(Beginning of Dataset records)
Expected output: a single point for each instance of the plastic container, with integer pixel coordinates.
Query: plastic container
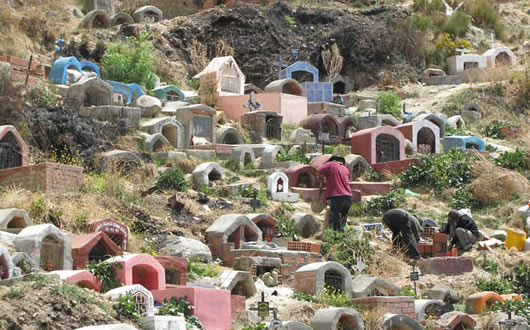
(515, 238)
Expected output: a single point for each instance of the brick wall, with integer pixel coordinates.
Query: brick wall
(47, 177)
(305, 282)
(395, 305)
(239, 308)
(19, 68)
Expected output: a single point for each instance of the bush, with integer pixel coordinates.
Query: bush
(389, 103)
(180, 307)
(484, 14)
(448, 170)
(512, 160)
(130, 61)
(172, 179)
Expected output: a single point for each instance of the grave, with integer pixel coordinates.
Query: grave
(371, 121)
(281, 97)
(96, 19)
(437, 119)
(266, 223)
(94, 247)
(168, 93)
(121, 18)
(59, 69)
(400, 322)
(324, 125)
(313, 278)
(14, 220)
(144, 302)
(242, 156)
(500, 57)
(82, 278)
(423, 134)
(169, 127)
(278, 188)
(394, 304)
(305, 224)
(147, 14)
(141, 269)
(116, 231)
(369, 286)
(105, 5)
(221, 77)
(207, 172)
(211, 306)
(263, 125)
(466, 143)
(47, 246)
(383, 147)
(337, 318)
(228, 232)
(175, 269)
(6, 264)
(199, 121)
(88, 92)
(228, 135)
(314, 90)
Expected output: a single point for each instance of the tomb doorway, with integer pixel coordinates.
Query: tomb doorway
(386, 148)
(End of Dataset records)
## What the task requires
Begin with the line that contains "Expected output: a single point for each instance of the tomb" and end with the last line of the records; set down every line in that span exactly, and nothing else.

## Problem solution
Expected output: a single point for each instance of the tomb doorway, with integer pixel coordinates.
Query: tomb doorway
(386, 148)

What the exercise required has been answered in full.